Reproduce the lines from the one containing "--target black cap" through the end of the records, substituting "navy cap" for "black cap" and leaving everything else unchanged.

+++

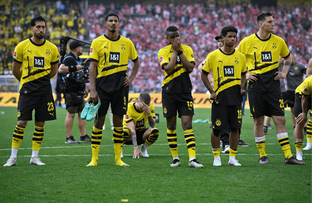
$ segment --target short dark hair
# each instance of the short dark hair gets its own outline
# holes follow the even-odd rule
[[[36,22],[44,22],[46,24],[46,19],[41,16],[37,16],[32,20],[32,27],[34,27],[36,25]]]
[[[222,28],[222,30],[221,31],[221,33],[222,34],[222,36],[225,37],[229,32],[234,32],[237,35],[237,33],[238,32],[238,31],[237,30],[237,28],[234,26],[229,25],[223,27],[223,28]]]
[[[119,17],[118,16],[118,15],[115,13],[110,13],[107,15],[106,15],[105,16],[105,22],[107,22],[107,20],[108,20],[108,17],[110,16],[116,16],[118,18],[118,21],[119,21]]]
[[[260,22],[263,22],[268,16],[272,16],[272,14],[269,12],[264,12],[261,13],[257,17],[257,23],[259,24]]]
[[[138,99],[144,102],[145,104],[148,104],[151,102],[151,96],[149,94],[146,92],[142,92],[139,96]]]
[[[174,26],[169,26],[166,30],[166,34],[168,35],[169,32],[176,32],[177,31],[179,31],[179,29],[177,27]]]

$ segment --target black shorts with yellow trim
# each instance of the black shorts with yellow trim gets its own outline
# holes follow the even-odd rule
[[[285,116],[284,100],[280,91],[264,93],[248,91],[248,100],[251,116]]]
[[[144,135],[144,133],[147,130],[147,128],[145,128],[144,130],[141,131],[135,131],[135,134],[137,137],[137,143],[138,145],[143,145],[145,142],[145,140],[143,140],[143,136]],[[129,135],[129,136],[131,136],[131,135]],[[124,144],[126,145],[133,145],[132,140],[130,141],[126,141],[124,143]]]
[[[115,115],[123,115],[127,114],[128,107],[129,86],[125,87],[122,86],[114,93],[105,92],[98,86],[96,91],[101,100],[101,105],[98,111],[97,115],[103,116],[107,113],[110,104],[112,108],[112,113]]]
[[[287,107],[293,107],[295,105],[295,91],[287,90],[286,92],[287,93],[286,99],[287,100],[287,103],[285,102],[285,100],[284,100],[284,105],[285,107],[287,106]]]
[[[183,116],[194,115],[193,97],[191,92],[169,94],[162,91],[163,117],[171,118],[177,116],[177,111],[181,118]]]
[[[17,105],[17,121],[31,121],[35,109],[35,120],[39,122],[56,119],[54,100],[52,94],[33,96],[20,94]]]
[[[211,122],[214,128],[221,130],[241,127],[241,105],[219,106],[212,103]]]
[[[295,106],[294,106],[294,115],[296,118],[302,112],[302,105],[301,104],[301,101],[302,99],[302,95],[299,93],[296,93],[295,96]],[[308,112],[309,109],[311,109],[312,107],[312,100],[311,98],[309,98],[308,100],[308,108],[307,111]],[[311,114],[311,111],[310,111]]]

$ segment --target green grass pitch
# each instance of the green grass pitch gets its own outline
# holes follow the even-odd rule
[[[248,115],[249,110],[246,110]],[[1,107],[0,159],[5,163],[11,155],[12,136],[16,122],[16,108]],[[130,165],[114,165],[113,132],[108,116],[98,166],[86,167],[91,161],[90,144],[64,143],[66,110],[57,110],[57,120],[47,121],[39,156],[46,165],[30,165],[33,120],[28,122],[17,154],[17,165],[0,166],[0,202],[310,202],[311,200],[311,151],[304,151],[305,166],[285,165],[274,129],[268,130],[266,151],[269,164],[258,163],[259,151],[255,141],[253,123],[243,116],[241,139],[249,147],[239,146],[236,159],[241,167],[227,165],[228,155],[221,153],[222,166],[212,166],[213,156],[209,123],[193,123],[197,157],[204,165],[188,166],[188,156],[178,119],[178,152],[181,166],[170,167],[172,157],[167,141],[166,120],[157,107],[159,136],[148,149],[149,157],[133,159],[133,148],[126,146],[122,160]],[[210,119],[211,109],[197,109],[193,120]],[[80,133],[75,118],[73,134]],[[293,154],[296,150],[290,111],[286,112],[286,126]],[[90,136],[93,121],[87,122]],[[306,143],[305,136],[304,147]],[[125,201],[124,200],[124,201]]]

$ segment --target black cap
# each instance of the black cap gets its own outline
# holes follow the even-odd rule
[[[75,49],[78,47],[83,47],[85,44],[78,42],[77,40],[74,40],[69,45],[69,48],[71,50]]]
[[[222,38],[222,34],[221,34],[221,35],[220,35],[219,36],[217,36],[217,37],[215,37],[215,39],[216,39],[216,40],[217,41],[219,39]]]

+++

Full output:
$ segment --target navy cap
# each instance of the navy cap gets its own outline
# holes follow the even-odd rule
[[[75,49],[78,47],[83,47],[85,44],[78,42],[77,40],[74,40],[69,45],[69,48],[71,50]]]
[[[222,38],[222,34],[221,34],[221,35],[220,35],[219,36],[217,36],[217,37],[215,37],[215,39],[216,39],[216,40],[217,41],[219,39]]]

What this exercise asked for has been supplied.